## Aufgabe und Vorgaben
Gib den Abschnitt aus dem Text über Phil Ochs wortgetreu aus, beginnend mit „Phil Ochs, The“ und fortlaufend bis einschließlich „Ereignissen seiner Zeit.“.

## Lesetext
Phil Ochs, The Early Years, 2000

Produzent/ Tom Vickers

Label/ Vanguard

Phil Ochs, ein Zeitgenosse von Bob Dylan und Pete Seeger, war bekannt für seine lyrischen Texte, seine klare politische Haltung und seinen scharfzüngigen Witz. Er selbst lehnte die Bezeichnung seiner Musik als Protestmusik ab und bevorzugte die Bezeichnung „topical music“ ( das Wort „topical“ heisst soviel wie aktuell). Es ging Phil Ochs also nicht nur um Protest und Gegenkultur, sondern um einen direkten Kommentar zu den politischen Ereignissen seiner Zeit.

„Here’s to the State of Mississippi“ beklagt die rassistischen Zustände in den ehemaligen Südstaaten zur Zeit der Bürgerrechtsbewegung. „I Ain’t Marching Anymore“ gilt als Hymne an die Friedensbewegung. Doch die Lieder machen auch vor den eigenen Reihen nicht halt. „Love Me, I’m a Liberal“ etwa ist eine beissend sarkastische Kritik der amerikanischen Linken. Phil Ochs steht an der Grenze zwischen altem Folk und neuer Rock Musik und schaffte es nie ganz, diese zu überschreiten. Gerade durch den Zeitbezug seiner Lieder bekommt man so einen Einblick in das aufgewühlte Amerika der späten 1960er Jahre.

Phil Ochs starb jung. Gezeichnet von schwerer manischer Depression, begann er am 9. April 1976 Selbstmord. Bereits Anfang der siebziger Jahre war er eigentlich schon zu Anachronismus geworden: sowohl Bob Dylans berühmter Griff zur elektrischen Gitarre, als auch das veränderte politische Klima hatten den US amerikanischen Folk nachhaltig verändert.

## Datenblock

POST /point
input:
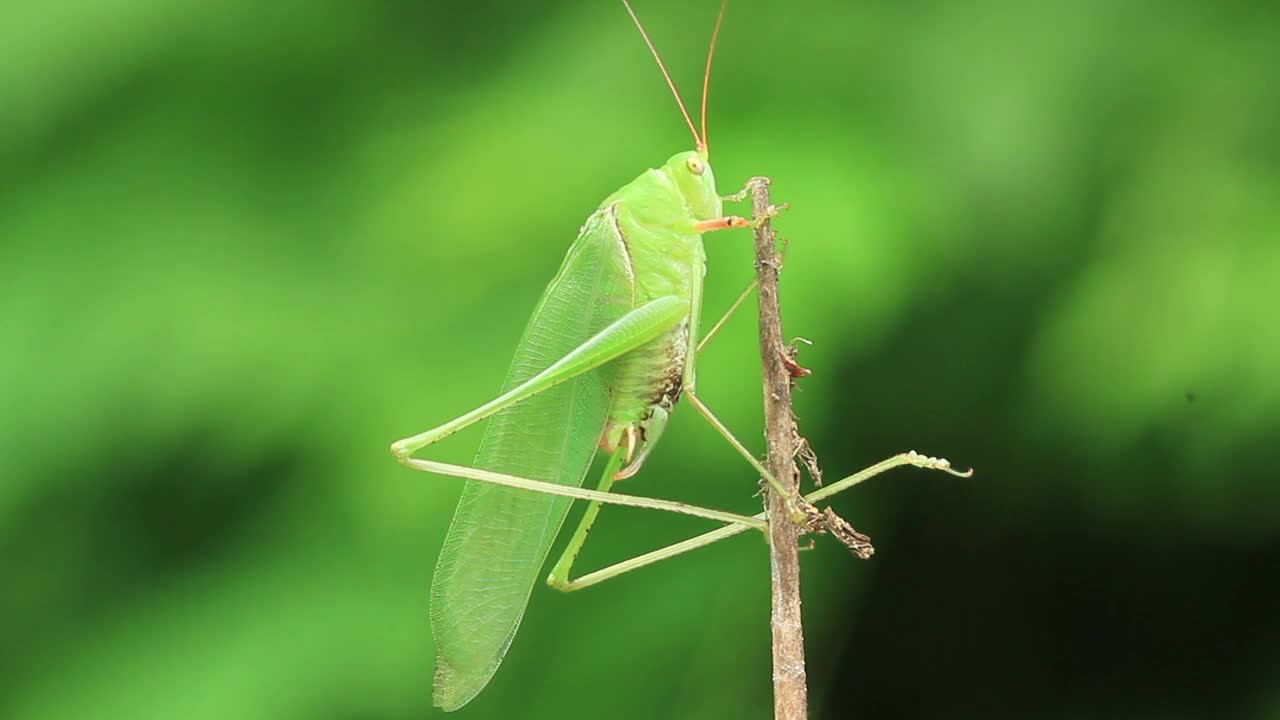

## Lösung der Aufgabe
Phil Ochs, The Early Years, 2000

Produzent/ Tom Vickers

Label/ Vanguard

Phil Ochs, ein Zeitgenosse von Bob Dylan und Pete Seeger, war bekannt für seine lyrischen Texte, seine klare politische Haltung und seinen scharfzüngigen Witz. Er selbst lehnte die Bezeichnung seiner Musik als Protestmusik ab und bevorzugte die Bezeichnung „topical music“ ( das Wort „topical“ heisst soviel wie aktuell). Es ging Phil Ochs also nicht nur um Protest und Gegenkultur, sondern um einen direkten Kommentar zu den politischen Ereignissen seiner Zeit.